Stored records
◆ ◆ ◆

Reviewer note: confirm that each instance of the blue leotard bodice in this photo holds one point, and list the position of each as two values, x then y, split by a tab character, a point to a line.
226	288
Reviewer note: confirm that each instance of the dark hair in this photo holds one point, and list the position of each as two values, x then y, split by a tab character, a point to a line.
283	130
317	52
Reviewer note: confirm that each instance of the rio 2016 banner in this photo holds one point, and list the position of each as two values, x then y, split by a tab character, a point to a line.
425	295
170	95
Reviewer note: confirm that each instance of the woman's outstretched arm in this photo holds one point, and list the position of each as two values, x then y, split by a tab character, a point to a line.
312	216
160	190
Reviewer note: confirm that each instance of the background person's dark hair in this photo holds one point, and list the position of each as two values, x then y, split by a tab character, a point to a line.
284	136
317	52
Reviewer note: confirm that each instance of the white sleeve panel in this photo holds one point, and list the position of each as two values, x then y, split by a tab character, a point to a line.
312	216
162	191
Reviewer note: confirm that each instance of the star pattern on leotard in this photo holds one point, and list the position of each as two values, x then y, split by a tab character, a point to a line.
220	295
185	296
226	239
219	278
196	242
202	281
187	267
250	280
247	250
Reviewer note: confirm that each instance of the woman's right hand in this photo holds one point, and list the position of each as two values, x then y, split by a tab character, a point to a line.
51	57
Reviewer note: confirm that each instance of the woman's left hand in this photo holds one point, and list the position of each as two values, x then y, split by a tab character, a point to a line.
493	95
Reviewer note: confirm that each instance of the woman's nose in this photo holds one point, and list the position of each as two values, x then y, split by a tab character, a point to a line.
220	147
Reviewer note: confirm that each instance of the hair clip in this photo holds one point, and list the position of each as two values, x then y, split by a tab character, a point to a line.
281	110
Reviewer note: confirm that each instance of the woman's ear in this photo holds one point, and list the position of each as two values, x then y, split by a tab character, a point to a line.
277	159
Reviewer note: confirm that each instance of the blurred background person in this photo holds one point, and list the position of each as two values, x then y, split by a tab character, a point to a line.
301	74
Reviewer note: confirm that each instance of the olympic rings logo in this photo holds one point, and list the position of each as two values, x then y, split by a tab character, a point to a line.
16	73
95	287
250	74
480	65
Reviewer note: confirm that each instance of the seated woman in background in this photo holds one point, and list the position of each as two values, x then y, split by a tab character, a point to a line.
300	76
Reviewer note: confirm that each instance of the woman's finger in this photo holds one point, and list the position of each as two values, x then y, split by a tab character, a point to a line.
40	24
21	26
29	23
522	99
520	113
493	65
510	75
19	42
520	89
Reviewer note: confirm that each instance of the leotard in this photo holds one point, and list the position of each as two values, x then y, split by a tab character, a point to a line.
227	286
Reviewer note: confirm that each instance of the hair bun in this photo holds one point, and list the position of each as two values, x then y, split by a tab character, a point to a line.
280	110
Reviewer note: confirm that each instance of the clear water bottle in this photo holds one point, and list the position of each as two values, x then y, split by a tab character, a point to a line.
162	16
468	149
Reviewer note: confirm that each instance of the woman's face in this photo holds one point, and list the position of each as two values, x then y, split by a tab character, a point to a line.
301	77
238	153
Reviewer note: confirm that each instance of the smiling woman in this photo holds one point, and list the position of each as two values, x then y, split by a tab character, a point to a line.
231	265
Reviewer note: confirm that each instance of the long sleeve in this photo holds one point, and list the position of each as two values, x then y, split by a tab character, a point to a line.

◆ ◆ ◆

What to produce
An exact copy of every line from the one containing "Reviewer note: confirm that each instance of the clear" through the last line of the entries is required; please add nothing.

Response area
Reviewer note: confirm that each instance of the clear water bottle in this photo holds one point, and list the position of each as two values, x then y, split by a tab character, a point to a line.
162	16
468	149
Reviewer note: confirm that each instance of the woman's face in this photo holds one point, and list the position of each as two values, x then y, split by a tab character, a point to a line.
301	77
238	153
Reviewer note: confirm that each instance of the smiling woman in this photo holds one point, and list the position of each as two values, x then y, split by a tab character, a point to a line.
231	265
Reviewer note: confirm that each instance of the long sleeve in this photo holds one point, and list the position of each as two values, x then y, split by a tab character, a point to a line.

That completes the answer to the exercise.